→ **QUESTIONS TO ANSWER**
A: In the extract on U.S.-China policy toward North Korea, rewrite the passage that begins at the words "A U.S.-led approach" and stops after "swift and resolute.", substituting "five governments" for "five powers".
B: Answer these questions about the extract on U.S.-China policy toward North Korea:
(i) Which resolution should China be expected to faithfully implement?
(ii) What two examples of nontraditional and transnational security threats are given?
(iii) Which quoted idea does the extract call fundamentally flawed?
C: According to the extract on U.S.-China policy toward North Korea, which countries should be included in an institutionalized top-level security dialogue? List them all.

→ **EXTRACT PROVIDED**

^^^^

China should be expected to faithfully implement Resolution 1874, particularly as it concerns counterproliferation measures, and pressure Pyongyang to return to the Six-Party Talks. However, barring an unprecedented provocation, regime collapse, or the outbreak of war on the Korean Peninsula, Beijing and Washington's views on the urgency of denuclearization are unlikely to converge anytime soon.
U.S. policy toward North Korea must have realistic expectations about China's role. Neither country should forget that the significance of bilateral cooperation transcends the denuclearization issue. Deeper mutual trust between the U.S. and China is a prerequisite not only for resolution of the North Korea nuclear issue but also for the consolidation of stability throughout East Asia. Indeed, the number of security issues on the bilateral agenda is growing daily, running from the need to institutionalize top-level security dialogue among the United States, China, Japan, and South Korea to the need for a multilateral response to nontraditional and transnational security threats such as infectious disease and natural disasters. Both countries should view cooperation on North Korea in this context.
In addition to quietly stressing the ramifications of a nuclear North Korea for stability in East Asia, in particular a potential regional arms race, Washington should promote more extensive dialogue with Beijing on the sidelines of the S&ED and other bilateral talks to clarify the role that China is willing and able to play in denuclearization efforts. It should make a concerted effort to mitigate China's concerns about instability in North Korea, for example by pledging to help with refugee issues or guaranteeing that U.S. troops stationed in South Korea will not move north in the event of Korean reunification. Throughout this process, close coordination and trilateral contingency planning with South Korea and Japan, together with regular briefings of Chinese and Russian officials on these plans, is imperative.
A U.S.-led approach that couples direct bilateral engagement with simultaneous "Five-Party" dialogue may pressure Pyongyang to return to the Six-Party Talks. In the latter venue, the five powers should carry out advance planning over how to respond to future North Korean provocations. This will ensure that the international response next time is swift and resolute.
Whether North Korea is prepared to willingly denuclearize is an open question. However, any chance of success is incumbent upon the U.S. reexamining its approach to the issue. While steadfast support from China - particularly on containment and counterproliferation - is essential, the idea that "the road to Pyongyang runs through Beijing" is fundamentally flawed.

^^^^

→ **MATERIAL PROVIDED**
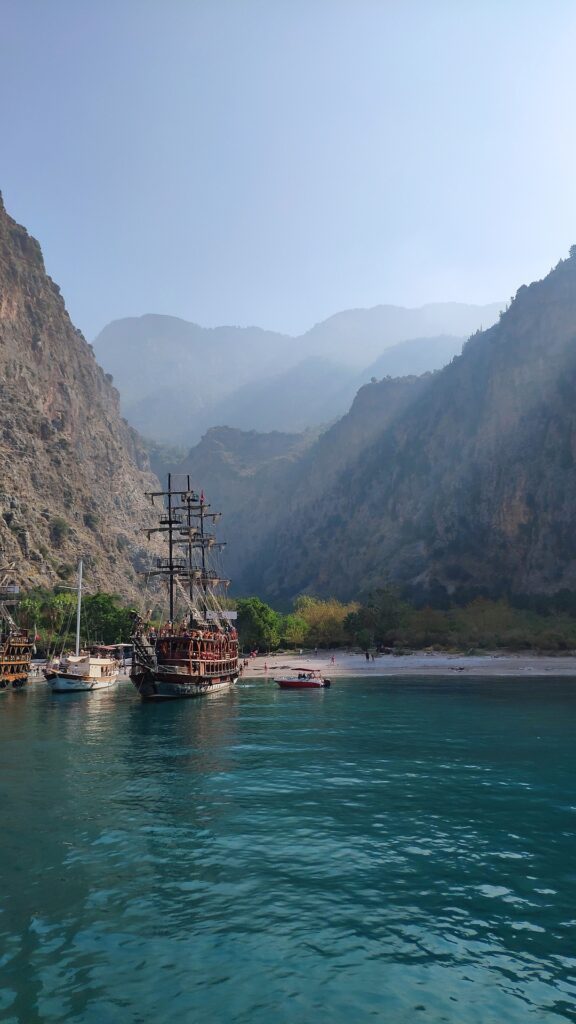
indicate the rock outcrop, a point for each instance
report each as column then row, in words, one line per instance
column 73, row 472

^^^^

→ **ANSWERS IN ORDER**
A:
A U.S.-led approach that couples direct bilateral engagement with simultaneous "Five-Party" dialogue may pressure Pyongyang to return to the Six-Party Talks. In the latter venue, the five governments should carry out advance planning over how to respond to future North Korean provocations. This will ensure that the international response next time is swift and resolute.

B:
(i) Resolution 1874
(ii) Infectious disease and natural disasters
(iii) "the road to Pyongyang runs through Beijing"

C:
The United States
China
Japan
South Korea